BEGIN EXTRACT TO READ
Obesity has reached epidemic proportions globally. At least 2.8 million people die each year as a result of being overweight or obese, the biggest burden being obesity-related diseases. It is now clear that inflammation, particularly in adipose tissue itself, interferes with insulin signaling and is an underlying cause or contributor to many of these diseases, including type 2 diabetes, atherosclerosis, and cancer. Recognition that the immune system can regulate metabolic pathways has prompted a new way of thinking about diabetes and weight management. Despite much recent progress, most immunometabolic pathways, and how to target them, are currently unknown. One such pathway is the cross-talk between invariant natural killer (iNKT) cells and neighboring adipocytes. iNKT cells are the innate lipid-sensing arm of the immune system. Since our discovery that mammalian adipose tissue is enriched for iNKT cells, we have identified a critical role for iNKT cells in regulating adipose inflammation and body weight. Adipose iNKT cells are unusual regulatory iNKT cells which we have shown, using parabiosis, are resident in adipose tissue. We study adipose iNKT cells to identify key signals and molecules used by iNKT cells to induce metabolic control and weight loss in obesity. We are also investigating potential lipid antigens in adipose tissue which may activate iNKT cells. This will perhaps explain iNKT cell conservation in adipose depots, and provide safe tools for iNKT cell manipulation in vivo.
Lynch, Immunology, Review 2014
The lab studies γδ T cells in humans and mice, and the transcriptional programs that control the individual γδ T cell subsets. It may be beneficial to understand what governs their cytokine production, namely IFNg and IL-17 at time of inflammation, such as in the skin, or in tumors.
One key aspect of our research is to understand the effects of obesity on immune surveillance, and the effects of the immune system on obesity. The global obesity epidemic and the realization that chronic, low-grade inflammation is a characteristic feature of type 2 diabetes, cardiovascular disease, and non-alcoholic fatty liver disease triggered a massive surge in studying whole-body metabolism. However, in addition to metabolic disease, obesity is associated with an increased risk of cancer and infections A striking 49% of certain cancers are attributed to obesity, and it is expected that obesity will soon replace smoking as the leading preventable cause of cancer. It has been proposed that increased levels of insulin, hormones, and adipokines are responsible for the increased cancer risk due to their direct effect on tumour growth and proliferation. However we believe that obesity also impacts normal immune surveillance, which may be responsible for the increased cancer and infection risks in obesity. We focus on natural killer (NK) cells, which are the body’s first defense against infections and cancer. Defects in NK cells can lead to fatal infections and increased development of cancer.
END EXTRACT TO READ
BEGIN PROVIDED RECORDS
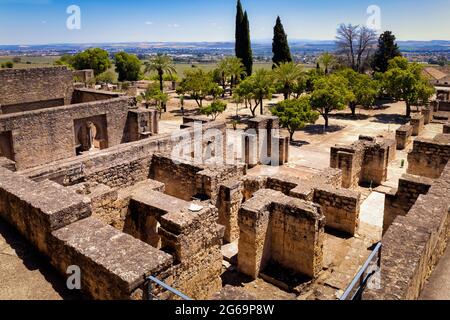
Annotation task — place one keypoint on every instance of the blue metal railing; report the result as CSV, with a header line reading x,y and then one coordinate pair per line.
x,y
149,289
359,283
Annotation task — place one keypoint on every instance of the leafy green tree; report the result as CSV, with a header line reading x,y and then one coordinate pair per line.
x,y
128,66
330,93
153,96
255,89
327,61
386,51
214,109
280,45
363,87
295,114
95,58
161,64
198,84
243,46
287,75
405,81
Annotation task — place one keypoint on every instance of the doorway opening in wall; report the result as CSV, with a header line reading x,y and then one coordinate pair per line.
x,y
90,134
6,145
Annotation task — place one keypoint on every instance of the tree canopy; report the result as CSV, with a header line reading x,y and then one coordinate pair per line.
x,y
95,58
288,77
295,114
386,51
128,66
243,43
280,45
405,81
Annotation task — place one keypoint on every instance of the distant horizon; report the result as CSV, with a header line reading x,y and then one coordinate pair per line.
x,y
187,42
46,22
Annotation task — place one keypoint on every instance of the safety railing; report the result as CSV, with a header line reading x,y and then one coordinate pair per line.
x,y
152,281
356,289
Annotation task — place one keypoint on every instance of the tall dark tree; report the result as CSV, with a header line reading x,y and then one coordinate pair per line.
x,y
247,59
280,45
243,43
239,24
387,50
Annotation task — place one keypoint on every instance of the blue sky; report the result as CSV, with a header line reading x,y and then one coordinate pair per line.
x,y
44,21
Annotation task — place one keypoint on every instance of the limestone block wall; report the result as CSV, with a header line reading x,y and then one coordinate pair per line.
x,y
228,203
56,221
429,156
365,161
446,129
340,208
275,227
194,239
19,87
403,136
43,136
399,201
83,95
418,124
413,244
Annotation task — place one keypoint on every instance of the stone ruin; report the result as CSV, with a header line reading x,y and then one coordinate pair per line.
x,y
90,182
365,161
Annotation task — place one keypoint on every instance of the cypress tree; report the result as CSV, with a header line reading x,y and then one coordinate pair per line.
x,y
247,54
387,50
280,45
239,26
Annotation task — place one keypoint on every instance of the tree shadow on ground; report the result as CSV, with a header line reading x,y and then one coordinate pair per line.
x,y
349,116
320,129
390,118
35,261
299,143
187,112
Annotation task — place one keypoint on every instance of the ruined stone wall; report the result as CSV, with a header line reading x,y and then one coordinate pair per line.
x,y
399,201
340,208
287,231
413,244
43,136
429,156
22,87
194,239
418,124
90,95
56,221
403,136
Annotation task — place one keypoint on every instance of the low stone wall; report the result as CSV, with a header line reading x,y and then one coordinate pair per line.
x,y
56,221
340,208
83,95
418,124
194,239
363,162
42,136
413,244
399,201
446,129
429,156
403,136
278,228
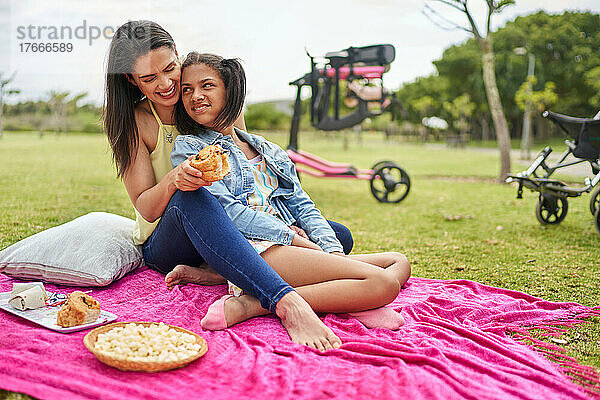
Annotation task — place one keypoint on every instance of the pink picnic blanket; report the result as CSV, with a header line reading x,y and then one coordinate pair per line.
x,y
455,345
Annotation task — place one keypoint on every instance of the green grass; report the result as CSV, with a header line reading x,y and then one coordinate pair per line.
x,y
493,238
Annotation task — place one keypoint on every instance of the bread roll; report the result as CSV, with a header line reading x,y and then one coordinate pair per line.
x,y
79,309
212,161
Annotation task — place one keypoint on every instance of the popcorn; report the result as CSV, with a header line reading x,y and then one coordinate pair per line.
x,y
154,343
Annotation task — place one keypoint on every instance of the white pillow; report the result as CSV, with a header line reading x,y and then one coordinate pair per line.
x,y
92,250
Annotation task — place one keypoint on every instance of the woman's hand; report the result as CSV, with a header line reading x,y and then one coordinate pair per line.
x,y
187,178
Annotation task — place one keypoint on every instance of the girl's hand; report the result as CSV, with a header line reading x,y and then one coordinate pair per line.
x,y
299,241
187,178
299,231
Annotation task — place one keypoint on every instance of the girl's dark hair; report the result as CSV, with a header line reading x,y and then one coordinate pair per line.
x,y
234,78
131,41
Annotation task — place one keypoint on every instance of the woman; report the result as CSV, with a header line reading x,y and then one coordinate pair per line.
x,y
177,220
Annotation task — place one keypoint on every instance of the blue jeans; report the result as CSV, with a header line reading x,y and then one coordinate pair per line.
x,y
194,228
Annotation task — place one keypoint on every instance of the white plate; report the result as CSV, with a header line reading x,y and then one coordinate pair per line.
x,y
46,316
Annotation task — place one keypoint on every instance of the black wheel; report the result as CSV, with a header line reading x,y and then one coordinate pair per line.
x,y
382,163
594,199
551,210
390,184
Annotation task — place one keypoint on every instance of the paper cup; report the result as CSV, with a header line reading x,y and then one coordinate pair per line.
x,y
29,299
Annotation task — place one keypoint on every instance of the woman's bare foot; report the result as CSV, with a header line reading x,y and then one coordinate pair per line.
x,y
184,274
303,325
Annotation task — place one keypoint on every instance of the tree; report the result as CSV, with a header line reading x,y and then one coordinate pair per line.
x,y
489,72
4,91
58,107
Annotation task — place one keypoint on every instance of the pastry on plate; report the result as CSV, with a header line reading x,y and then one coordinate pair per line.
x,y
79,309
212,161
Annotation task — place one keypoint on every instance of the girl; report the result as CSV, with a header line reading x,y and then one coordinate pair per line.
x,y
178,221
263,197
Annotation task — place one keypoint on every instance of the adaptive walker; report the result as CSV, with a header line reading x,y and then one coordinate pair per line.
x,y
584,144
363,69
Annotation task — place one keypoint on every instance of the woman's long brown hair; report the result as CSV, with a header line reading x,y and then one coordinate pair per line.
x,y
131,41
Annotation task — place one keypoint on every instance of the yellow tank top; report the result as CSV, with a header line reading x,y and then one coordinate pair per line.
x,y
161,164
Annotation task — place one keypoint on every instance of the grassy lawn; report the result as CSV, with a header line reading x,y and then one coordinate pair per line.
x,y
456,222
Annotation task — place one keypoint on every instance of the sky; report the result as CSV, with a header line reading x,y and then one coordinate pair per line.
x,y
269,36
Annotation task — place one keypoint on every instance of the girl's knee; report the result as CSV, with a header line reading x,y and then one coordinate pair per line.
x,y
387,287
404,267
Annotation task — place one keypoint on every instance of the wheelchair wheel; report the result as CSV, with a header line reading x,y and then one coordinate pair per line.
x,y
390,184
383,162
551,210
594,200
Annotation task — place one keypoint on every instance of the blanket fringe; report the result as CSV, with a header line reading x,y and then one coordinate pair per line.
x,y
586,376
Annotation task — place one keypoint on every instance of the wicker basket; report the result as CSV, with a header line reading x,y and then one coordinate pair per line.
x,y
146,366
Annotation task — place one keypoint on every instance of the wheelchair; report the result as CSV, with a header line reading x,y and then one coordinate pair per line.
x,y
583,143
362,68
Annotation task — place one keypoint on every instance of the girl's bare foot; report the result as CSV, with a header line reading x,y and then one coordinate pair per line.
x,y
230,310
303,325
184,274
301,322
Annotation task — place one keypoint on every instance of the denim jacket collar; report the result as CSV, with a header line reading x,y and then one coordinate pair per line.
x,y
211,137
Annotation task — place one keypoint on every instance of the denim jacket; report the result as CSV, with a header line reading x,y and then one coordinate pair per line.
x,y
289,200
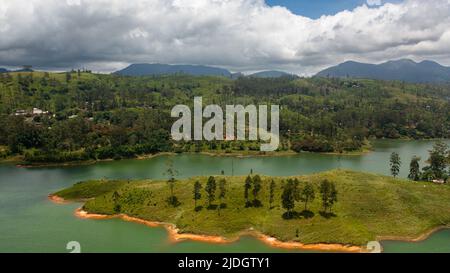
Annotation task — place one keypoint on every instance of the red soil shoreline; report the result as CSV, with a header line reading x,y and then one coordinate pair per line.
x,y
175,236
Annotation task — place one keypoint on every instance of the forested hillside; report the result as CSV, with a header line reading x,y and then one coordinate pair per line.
END PROVIDED RECORDS
▶ _ASSIGNMENT A_
According to the research overview, how many people die each year as a result of being overweight or obese?
▶ _ASSIGNMENT B_
Rewrite the paragraph of the research overview that begins "One key aspect of our research" as a bulleted list, keeping its main facts.
▶ _ASSIGNMENT C_
Reproduce a section of the research overview word for word. Begin at the words "Lynch, Immunology, Review" and stop after "or in tumors.".

▶ _WRITTEN REPLY A_
At least 2.8 million people.

▶ _WRITTEN REPLY B_
- The research studies how obesity affects immune surveillance and how the immune system affects obesity.
- The global obesity epidemic, together with the realization that chronic, low-grade inflammation is a feature of type 2 diabetes, cardiovascular disease, and non-alcoholic fatty liver disease, triggered a massive surge in studying whole-body metabolism.
- Obesity is also associated with an increased risk of cancer and infections. 49% of certain cancers are attributed to obesity, and it is expected to soon replace smoking as the leading preventable cause of cancer.
- Increased levels of insulin, hormones, and adipokines have been proposed as the cause of this higher cancer risk, through direct effects on tumour growth and proliferation.
- The researchers believe obesity also impacts normal immune surveillance, which may be responsible for the higher cancer and infection risks.
- Their focus is natural killer (NK) cells, the body's first defense against infections and cancer. Defects in these cells can lead to fatal infections and increased development of cancer.

▶ _WRITTEN REPLY C_
Lynch, Immunology, Review 2014
The lab studies γδ T cells in humans and mice, and the transcriptional programs that control the individual γδ T cell subsets. It may be beneficial to understand what governs their cytokine production, namely IFNg and IL-17 at time of inflammation, such as in the skin, or in tumors.